WORK INSTRUCTION
Which of the lines below hold the word "wooden"? Pull each of them out.

↓

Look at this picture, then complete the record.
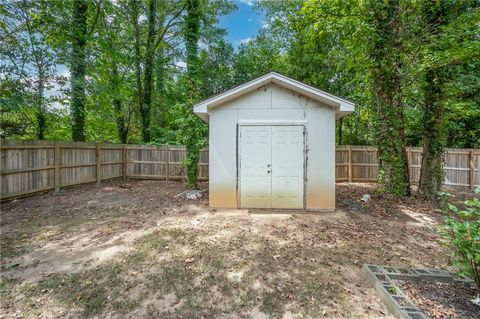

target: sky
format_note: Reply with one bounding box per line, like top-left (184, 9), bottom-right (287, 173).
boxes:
top-left (218, 0), bottom-right (265, 48)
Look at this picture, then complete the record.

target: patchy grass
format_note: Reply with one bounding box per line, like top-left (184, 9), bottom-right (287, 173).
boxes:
top-left (1, 180), bottom-right (475, 318)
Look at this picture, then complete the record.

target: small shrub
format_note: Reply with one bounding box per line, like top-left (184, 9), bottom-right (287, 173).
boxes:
top-left (436, 191), bottom-right (454, 211)
top-left (438, 186), bottom-right (480, 305)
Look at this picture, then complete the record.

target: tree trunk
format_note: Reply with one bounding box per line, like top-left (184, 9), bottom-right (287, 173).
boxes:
top-left (367, 0), bottom-right (410, 196)
top-left (36, 68), bottom-right (46, 140)
top-left (71, 0), bottom-right (88, 141)
top-left (418, 2), bottom-right (449, 199)
top-left (131, 0), bottom-right (144, 141)
top-left (114, 99), bottom-right (128, 144)
top-left (110, 62), bottom-right (128, 144)
top-left (419, 73), bottom-right (446, 199)
top-left (140, 0), bottom-right (157, 143)
top-left (155, 48), bottom-right (166, 130)
top-left (185, 0), bottom-right (200, 82)
top-left (183, 0), bottom-right (202, 188)
top-left (23, 1), bottom-right (47, 140)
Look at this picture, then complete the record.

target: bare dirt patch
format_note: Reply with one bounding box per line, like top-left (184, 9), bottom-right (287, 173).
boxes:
top-left (1, 180), bottom-right (199, 281)
top-left (0, 180), bottom-right (475, 318)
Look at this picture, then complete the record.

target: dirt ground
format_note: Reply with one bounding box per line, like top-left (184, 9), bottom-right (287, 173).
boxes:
top-left (396, 280), bottom-right (479, 319)
top-left (0, 180), bottom-right (476, 318)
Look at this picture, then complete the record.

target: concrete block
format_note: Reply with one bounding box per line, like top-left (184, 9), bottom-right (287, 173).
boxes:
top-left (362, 264), bottom-right (452, 319)
top-left (362, 264), bottom-right (472, 319)
top-left (382, 266), bottom-right (398, 274)
top-left (449, 272), bottom-right (474, 283)
top-left (413, 268), bottom-right (452, 283)
top-left (405, 312), bottom-right (428, 319)
top-left (362, 264), bottom-right (391, 287)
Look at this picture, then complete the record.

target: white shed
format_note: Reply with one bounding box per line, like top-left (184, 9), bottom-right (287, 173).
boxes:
top-left (194, 72), bottom-right (355, 210)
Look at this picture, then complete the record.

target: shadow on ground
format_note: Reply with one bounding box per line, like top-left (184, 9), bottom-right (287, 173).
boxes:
top-left (1, 180), bottom-right (472, 318)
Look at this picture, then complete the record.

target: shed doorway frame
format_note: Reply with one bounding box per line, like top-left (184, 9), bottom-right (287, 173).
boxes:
top-left (237, 122), bottom-right (307, 209)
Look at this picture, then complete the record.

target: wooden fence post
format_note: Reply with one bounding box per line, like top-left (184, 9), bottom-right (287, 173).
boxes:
top-left (348, 147), bottom-right (352, 182)
top-left (407, 148), bottom-right (412, 182)
top-left (122, 146), bottom-right (127, 179)
top-left (96, 143), bottom-right (101, 185)
top-left (166, 146), bottom-right (170, 181)
top-left (54, 142), bottom-right (61, 192)
top-left (469, 150), bottom-right (475, 190)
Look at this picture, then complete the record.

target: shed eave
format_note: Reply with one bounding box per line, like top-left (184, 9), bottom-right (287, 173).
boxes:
top-left (193, 72), bottom-right (355, 122)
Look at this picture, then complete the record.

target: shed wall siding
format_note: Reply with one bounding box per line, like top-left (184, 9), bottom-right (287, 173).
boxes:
top-left (209, 108), bottom-right (238, 208)
top-left (305, 108), bottom-right (336, 209)
top-left (208, 83), bottom-right (336, 209)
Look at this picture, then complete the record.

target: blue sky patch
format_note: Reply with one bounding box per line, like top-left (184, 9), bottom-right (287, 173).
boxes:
top-left (218, 0), bottom-right (264, 48)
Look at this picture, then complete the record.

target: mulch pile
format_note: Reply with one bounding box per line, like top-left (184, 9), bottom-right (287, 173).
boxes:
top-left (396, 280), bottom-right (479, 319)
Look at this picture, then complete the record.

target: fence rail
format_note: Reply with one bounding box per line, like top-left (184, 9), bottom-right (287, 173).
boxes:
top-left (1, 140), bottom-right (479, 200)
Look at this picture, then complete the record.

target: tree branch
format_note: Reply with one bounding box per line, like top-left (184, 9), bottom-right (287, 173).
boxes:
top-left (88, 0), bottom-right (103, 36)
top-left (154, 2), bottom-right (187, 49)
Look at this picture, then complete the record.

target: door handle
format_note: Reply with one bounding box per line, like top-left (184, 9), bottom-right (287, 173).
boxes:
top-left (267, 170), bottom-right (271, 174)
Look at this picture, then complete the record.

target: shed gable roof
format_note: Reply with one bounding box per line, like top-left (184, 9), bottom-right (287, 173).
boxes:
top-left (193, 72), bottom-right (355, 122)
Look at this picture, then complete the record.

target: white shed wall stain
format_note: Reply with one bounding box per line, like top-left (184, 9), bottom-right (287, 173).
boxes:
top-left (208, 83), bottom-right (336, 210)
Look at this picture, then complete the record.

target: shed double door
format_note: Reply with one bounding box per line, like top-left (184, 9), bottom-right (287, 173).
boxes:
top-left (239, 125), bottom-right (304, 209)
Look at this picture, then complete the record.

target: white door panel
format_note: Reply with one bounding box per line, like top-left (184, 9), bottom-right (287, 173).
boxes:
top-left (240, 125), bottom-right (304, 209)
top-left (240, 126), bottom-right (272, 208)
top-left (271, 126), bottom-right (304, 208)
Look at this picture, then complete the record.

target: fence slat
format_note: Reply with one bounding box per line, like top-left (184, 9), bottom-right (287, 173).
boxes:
top-left (96, 144), bottom-right (101, 185)
top-left (348, 147), bottom-right (352, 182)
top-left (470, 150), bottom-right (474, 189)
top-left (122, 146), bottom-right (126, 179)
top-left (55, 142), bottom-right (60, 192)
top-left (166, 145), bottom-right (170, 181)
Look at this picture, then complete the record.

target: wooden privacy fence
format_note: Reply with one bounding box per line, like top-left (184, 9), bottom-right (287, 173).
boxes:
top-left (0, 140), bottom-right (208, 200)
top-left (1, 141), bottom-right (479, 200)
top-left (335, 146), bottom-right (480, 189)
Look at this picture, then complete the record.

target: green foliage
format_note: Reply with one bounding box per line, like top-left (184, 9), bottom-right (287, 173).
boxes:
top-left (418, 1), bottom-right (480, 198)
top-left (439, 186), bottom-right (480, 293)
top-left (1, 0), bottom-right (59, 140)
top-left (365, 0), bottom-right (411, 196)
top-left (70, 0), bottom-right (88, 141)
top-left (0, 80), bottom-right (34, 139)
top-left (181, 0), bottom-right (205, 188)
top-left (176, 103), bottom-right (208, 187)
top-left (436, 191), bottom-right (455, 211)
top-left (254, 0), bottom-right (479, 196)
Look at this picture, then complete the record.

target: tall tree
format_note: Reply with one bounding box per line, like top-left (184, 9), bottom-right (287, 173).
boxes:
top-left (257, 0), bottom-right (376, 146)
top-left (140, 0), bottom-right (157, 142)
top-left (107, 5), bottom-right (131, 144)
top-left (131, 0), bottom-right (143, 142)
top-left (365, 0), bottom-right (410, 196)
top-left (185, 0), bottom-right (201, 81)
top-left (130, 0), bottom-right (188, 143)
top-left (418, 1), bottom-right (449, 199)
top-left (0, 0), bottom-right (57, 139)
top-left (181, 0), bottom-right (206, 187)
top-left (419, 1), bottom-right (480, 197)
top-left (70, 0), bottom-right (88, 141)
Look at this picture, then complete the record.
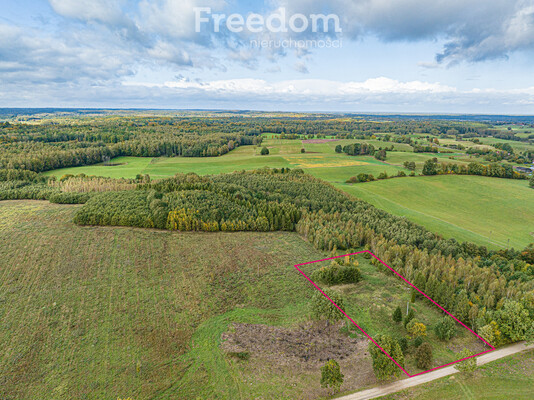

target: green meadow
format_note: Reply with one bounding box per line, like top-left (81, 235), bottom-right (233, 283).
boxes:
top-left (42, 137), bottom-right (534, 250)
top-left (339, 175), bottom-right (534, 249)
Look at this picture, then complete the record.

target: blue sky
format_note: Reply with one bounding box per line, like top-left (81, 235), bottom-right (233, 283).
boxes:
top-left (2, 0), bottom-right (534, 113)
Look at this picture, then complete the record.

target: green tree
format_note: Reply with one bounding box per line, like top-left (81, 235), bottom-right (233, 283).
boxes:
top-left (375, 149), bottom-right (387, 161)
top-left (403, 308), bottom-right (415, 328)
top-left (529, 174), bottom-right (534, 188)
top-left (368, 335), bottom-right (405, 380)
top-left (422, 159), bottom-right (439, 175)
top-left (415, 342), bottom-right (433, 369)
top-left (454, 290), bottom-right (470, 323)
top-left (494, 300), bottom-right (531, 342)
top-left (434, 317), bottom-right (456, 340)
top-left (392, 306), bottom-right (402, 323)
top-left (335, 144), bottom-right (342, 153)
top-left (260, 146), bottom-right (269, 155)
top-left (454, 348), bottom-right (477, 373)
top-left (320, 359), bottom-right (344, 393)
top-left (310, 288), bottom-right (345, 324)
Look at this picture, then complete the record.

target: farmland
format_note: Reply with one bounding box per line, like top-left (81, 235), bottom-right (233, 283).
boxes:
top-left (42, 134), bottom-right (534, 250)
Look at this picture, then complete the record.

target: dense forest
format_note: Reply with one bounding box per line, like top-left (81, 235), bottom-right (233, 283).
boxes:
top-left (2, 116), bottom-right (533, 175)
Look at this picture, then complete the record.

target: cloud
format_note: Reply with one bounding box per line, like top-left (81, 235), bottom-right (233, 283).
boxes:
top-left (294, 61), bottom-right (309, 73)
top-left (274, 0), bottom-right (534, 63)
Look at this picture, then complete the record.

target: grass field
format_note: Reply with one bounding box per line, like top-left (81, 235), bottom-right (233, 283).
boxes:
top-left (338, 175), bottom-right (534, 249)
top-left (383, 350), bottom-right (534, 400)
top-left (0, 201), bottom-right (329, 399)
top-left (41, 137), bottom-right (534, 250)
top-left (0, 201), bottom-right (489, 399)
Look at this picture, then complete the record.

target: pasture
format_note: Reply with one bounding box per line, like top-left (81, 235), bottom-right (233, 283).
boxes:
top-left (41, 137), bottom-right (534, 250)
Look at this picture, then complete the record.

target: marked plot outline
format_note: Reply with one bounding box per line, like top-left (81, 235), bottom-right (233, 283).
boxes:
top-left (294, 250), bottom-right (496, 377)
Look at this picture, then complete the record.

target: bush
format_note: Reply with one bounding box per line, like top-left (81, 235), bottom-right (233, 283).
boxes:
top-left (434, 317), bottom-right (456, 340)
top-left (260, 146), bottom-right (269, 155)
top-left (407, 319), bottom-right (427, 338)
top-left (398, 337), bottom-right (408, 353)
top-left (415, 343), bottom-right (433, 369)
top-left (413, 337), bottom-right (423, 348)
top-left (454, 348), bottom-right (477, 373)
top-left (320, 359), bottom-right (344, 393)
top-left (392, 306), bottom-right (402, 323)
top-left (49, 192), bottom-right (92, 204)
top-left (311, 259), bottom-right (362, 285)
top-left (228, 351), bottom-right (250, 361)
top-left (310, 288), bottom-right (345, 323)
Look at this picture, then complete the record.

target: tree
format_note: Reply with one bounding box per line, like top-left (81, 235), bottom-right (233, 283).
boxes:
top-left (406, 319), bottom-right (427, 338)
top-left (494, 300), bottom-right (531, 342)
top-left (375, 149), bottom-right (387, 161)
top-left (335, 144), bottom-right (342, 153)
top-left (368, 335), bottom-right (405, 380)
top-left (403, 308), bottom-right (416, 328)
top-left (434, 317), bottom-right (456, 341)
top-left (529, 174), bottom-right (534, 188)
top-left (454, 290), bottom-right (470, 323)
top-left (454, 348), bottom-right (477, 373)
top-left (260, 146), bottom-right (269, 155)
top-left (422, 159), bottom-right (439, 175)
top-left (392, 306), bottom-right (402, 323)
top-left (415, 343), bottom-right (433, 369)
top-left (310, 288), bottom-right (345, 324)
top-left (301, 148), bottom-right (306, 153)
top-left (478, 322), bottom-right (501, 347)
top-left (320, 359), bottom-right (344, 393)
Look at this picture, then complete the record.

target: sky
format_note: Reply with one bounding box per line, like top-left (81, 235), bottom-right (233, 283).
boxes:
top-left (2, 0), bottom-right (534, 113)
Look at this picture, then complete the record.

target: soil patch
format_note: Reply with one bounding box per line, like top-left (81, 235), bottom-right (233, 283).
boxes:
top-left (221, 321), bottom-right (365, 364)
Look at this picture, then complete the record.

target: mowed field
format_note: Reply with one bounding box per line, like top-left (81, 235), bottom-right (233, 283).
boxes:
top-left (0, 201), bottom-right (331, 399)
top-left (338, 176), bottom-right (534, 249)
top-left (41, 138), bottom-right (534, 250)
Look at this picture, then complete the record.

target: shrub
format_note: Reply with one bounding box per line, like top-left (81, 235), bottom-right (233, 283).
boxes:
top-left (407, 319), bottom-right (427, 338)
top-left (311, 259), bottom-right (362, 285)
top-left (403, 308), bottom-right (415, 328)
top-left (454, 349), bottom-right (477, 373)
top-left (413, 337), bottom-right (423, 348)
top-left (260, 146), bottom-right (269, 155)
top-left (415, 342), bottom-right (433, 369)
top-left (320, 359), bottom-right (344, 393)
top-left (434, 317), bottom-right (456, 340)
top-left (310, 288), bottom-right (345, 323)
top-left (392, 306), bottom-right (402, 323)
top-left (368, 335), bottom-right (405, 380)
top-left (398, 337), bottom-right (408, 353)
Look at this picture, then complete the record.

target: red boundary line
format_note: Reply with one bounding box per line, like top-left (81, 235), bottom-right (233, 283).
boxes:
top-left (294, 250), bottom-right (496, 377)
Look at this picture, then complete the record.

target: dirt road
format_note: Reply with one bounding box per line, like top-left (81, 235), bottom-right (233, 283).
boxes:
top-left (337, 342), bottom-right (534, 400)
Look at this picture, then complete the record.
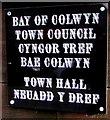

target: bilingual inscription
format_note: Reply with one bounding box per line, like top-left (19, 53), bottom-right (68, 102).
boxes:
top-left (5, 3), bottom-right (107, 113)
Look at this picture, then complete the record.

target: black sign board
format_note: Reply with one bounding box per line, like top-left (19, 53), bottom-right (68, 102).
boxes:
top-left (5, 3), bottom-right (107, 114)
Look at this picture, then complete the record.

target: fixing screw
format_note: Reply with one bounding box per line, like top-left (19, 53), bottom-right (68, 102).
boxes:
top-left (100, 7), bottom-right (105, 11)
top-left (7, 11), bottom-right (12, 16)
top-left (10, 100), bottom-right (15, 105)
top-left (99, 107), bottom-right (104, 112)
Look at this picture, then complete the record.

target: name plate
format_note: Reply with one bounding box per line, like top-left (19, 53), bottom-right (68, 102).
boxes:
top-left (5, 3), bottom-right (107, 114)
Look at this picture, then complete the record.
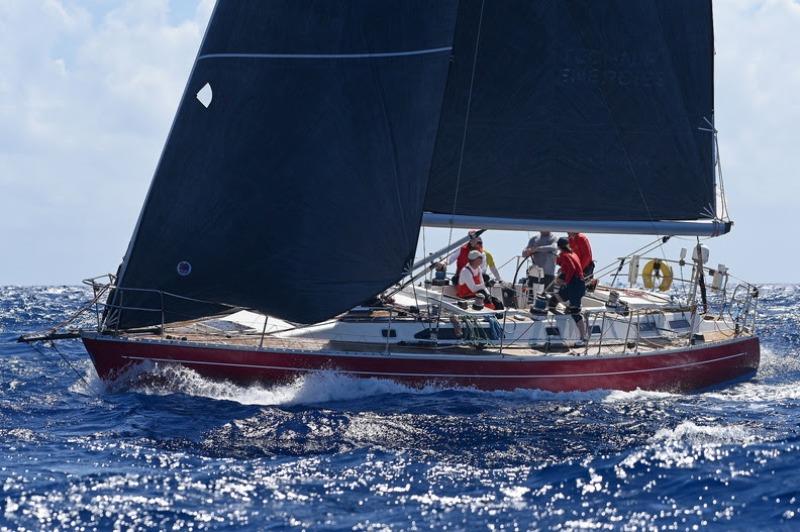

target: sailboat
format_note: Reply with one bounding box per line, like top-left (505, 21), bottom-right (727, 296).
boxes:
top-left (24, 0), bottom-right (760, 392)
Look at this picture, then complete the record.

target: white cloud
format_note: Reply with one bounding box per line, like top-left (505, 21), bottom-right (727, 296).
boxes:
top-left (715, 0), bottom-right (800, 210)
top-left (0, 0), bottom-right (212, 284)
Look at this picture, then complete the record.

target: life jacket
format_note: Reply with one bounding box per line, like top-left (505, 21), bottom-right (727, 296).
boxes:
top-left (457, 265), bottom-right (483, 298)
top-left (455, 244), bottom-right (484, 276)
top-left (557, 251), bottom-right (583, 284)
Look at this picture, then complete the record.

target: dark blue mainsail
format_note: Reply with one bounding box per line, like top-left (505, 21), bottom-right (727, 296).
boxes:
top-left (109, 0), bottom-right (459, 329)
top-left (424, 0), bottom-right (717, 222)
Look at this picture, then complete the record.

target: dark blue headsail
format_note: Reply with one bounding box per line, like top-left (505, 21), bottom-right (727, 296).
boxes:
top-left (108, 0), bottom-right (459, 329)
top-left (424, 0), bottom-right (717, 224)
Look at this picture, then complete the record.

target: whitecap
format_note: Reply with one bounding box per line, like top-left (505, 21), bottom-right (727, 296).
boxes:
top-left (89, 363), bottom-right (447, 406)
top-left (72, 359), bottom-right (691, 407)
top-left (755, 345), bottom-right (800, 379)
top-left (617, 421), bottom-right (759, 474)
top-left (649, 421), bottom-right (756, 447)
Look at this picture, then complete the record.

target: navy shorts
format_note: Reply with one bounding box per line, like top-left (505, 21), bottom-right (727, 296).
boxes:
top-left (558, 278), bottom-right (586, 310)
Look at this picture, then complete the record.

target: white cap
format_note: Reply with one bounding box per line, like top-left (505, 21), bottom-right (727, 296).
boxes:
top-left (468, 250), bottom-right (483, 260)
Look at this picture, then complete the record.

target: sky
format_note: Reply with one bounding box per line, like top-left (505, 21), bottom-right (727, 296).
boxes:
top-left (1, 0), bottom-right (798, 286)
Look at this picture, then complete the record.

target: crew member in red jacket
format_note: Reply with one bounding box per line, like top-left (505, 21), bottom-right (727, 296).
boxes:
top-left (438, 230), bottom-right (502, 286)
top-left (567, 232), bottom-right (594, 279)
top-left (454, 231), bottom-right (482, 277)
top-left (549, 237), bottom-right (588, 345)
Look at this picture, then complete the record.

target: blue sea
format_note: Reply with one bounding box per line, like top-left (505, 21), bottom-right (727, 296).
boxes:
top-left (1, 285), bottom-right (799, 530)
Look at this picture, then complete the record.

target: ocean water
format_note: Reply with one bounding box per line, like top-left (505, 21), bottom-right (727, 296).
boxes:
top-left (1, 285), bottom-right (799, 531)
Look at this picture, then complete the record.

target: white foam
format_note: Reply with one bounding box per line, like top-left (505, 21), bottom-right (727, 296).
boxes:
top-left (756, 345), bottom-right (800, 379)
top-left (618, 421), bottom-right (758, 473)
top-left (602, 388), bottom-right (677, 403)
top-left (92, 364), bottom-right (449, 406)
top-left (69, 359), bottom-right (688, 407)
top-left (756, 284), bottom-right (798, 297)
top-left (491, 387), bottom-right (676, 404)
top-left (649, 421), bottom-right (756, 447)
top-left (709, 380), bottom-right (800, 403)
top-left (68, 360), bottom-right (112, 396)
top-left (141, 368), bottom-right (685, 406)
top-left (697, 345), bottom-right (800, 403)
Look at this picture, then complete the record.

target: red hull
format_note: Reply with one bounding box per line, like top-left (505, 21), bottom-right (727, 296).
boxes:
top-left (81, 334), bottom-right (760, 393)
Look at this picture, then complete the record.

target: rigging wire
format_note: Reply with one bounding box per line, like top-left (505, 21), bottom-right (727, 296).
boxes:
top-left (594, 236), bottom-right (667, 280)
top-left (21, 283), bottom-right (111, 341)
top-left (702, 116), bottom-right (730, 222)
top-left (30, 341), bottom-right (88, 387)
top-left (431, 0), bottom-right (487, 342)
top-left (450, 0), bottom-right (486, 217)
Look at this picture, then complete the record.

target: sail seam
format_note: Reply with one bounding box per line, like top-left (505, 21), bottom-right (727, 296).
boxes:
top-left (197, 47), bottom-right (452, 61)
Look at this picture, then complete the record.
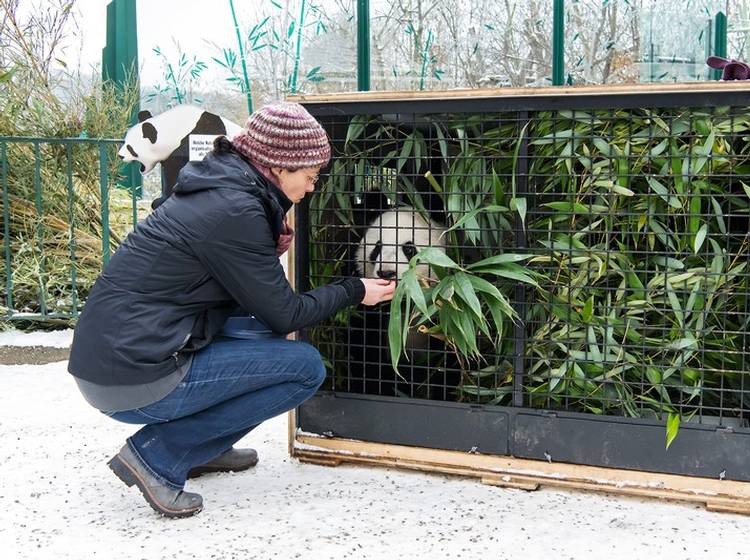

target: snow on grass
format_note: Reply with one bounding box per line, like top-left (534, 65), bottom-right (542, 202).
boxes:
top-left (0, 328), bottom-right (74, 348)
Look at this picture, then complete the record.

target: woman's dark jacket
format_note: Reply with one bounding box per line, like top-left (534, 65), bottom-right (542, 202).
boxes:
top-left (68, 150), bottom-right (364, 389)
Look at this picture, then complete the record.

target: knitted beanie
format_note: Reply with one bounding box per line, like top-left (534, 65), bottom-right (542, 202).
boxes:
top-left (231, 101), bottom-right (331, 170)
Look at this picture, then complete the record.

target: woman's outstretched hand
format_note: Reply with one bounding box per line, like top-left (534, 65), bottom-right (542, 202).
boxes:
top-left (360, 278), bottom-right (396, 306)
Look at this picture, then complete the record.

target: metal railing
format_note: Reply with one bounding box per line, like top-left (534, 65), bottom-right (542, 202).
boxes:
top-left (0, 136), bottom-right (141, 322)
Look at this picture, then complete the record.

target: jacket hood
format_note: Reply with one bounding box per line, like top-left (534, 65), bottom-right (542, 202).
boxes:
top-left (172, 151), bottom-right (293, 213)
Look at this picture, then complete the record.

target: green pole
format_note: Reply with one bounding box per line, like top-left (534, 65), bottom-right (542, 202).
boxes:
top-left (357, 0), bottom-right (370, 91)
top-left (289, 0), bottom-right (307, 95)
top-left (552, 0), bottom-right (565, 86)
top-left (100, 144), bottom-right (111, 266)
top-left (102, 0), bottom-right (138, 94)
top-left (712, 12), bottom-right (728, 81)
top-left (102, 0), bottom-right (141, 196)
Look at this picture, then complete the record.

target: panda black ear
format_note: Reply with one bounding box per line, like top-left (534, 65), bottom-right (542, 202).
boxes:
top-left (137, 110), bottom-right (153, 123)
top-left (142, 122), bottom-right (158, 144)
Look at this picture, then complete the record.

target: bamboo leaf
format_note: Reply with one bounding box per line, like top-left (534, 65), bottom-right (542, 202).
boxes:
top-left (443, 205), bottom-right (508, 236)
top-left (453, 272), bottom-right (483, 320)
top-left (467, 254), bottom-right (535, 268)
top-left (652, 256), bottom-right (685, 270)
top-left (582, 296), bottom-right (594, 323)
top-left (592, 137), bottom-right (613, 156)
top-left (403, 269), bottom-right (429, 317)
top-left (647, 177), bottom-right (681, 209)
top-left (666, 284), bottom-right (684, 328)
top-left (467, 275), bottom-right (503, 301)
top-left (693, 224), bottom-right (708, 254)
top-left (668, 337), bottom-right (698, 350)
top-left (388, 283), bottom-right (405, 372)
top-left (492, 169), bottom-right (504, 205)
top-left (470, 266), bottom-right (537, 285)
top-left (397, 137), bottom-right (414, 173)
top-left (415, 247), bottom-right (460, 269)
top-left (666, 413), bottom-right (680, 450)
top-left (510, 197), bottom-right (527, 228)
top-left (345, 116), bottom-right (367, 146)
top-left (710, 196), bottom-right (727, 235)
top-left (542, 201), bottom-right (609, 213)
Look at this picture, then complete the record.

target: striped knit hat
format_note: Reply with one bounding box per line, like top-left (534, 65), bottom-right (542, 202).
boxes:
top-left (231, 101), bottom-right (331, 170)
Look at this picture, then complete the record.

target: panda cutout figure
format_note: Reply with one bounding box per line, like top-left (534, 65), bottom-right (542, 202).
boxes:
top-left (348, 206), bottom-right (458, 399)
top-left (118, 105), bottom-right (243, 207)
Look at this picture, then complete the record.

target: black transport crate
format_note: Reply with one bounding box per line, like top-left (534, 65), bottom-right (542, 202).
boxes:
top-left (292, 83), bottom-right (750, 484)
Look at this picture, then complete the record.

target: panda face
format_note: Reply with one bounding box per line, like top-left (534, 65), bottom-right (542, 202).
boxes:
top-left (356, 207), bottom-right (446, 280)
top-left (118, 120), bottom-right (163, 173)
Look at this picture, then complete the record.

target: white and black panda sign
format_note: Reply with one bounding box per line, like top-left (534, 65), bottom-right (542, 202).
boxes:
top-left (355, 206), bottom-right (446, 281)
top-left (118, 105), bottom-right (243, 205)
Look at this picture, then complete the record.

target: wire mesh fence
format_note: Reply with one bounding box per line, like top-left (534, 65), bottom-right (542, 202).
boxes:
top-left (299, 87), bottom-right (750, 433)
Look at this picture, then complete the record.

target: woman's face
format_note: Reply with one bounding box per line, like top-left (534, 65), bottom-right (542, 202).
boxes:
top-left (273, 166), bottom-right (321, 204)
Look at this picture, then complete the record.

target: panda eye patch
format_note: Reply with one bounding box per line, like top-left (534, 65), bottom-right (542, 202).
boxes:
top-left (126, 145), bottom-right (139, 158)
top-left (402, 241), bottom-right (417, 260)
top-left (368, 240), bottom-right (382, 263)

↑

SOLVED EXERCISE
target: wooden fence post
target: wooden privacy fence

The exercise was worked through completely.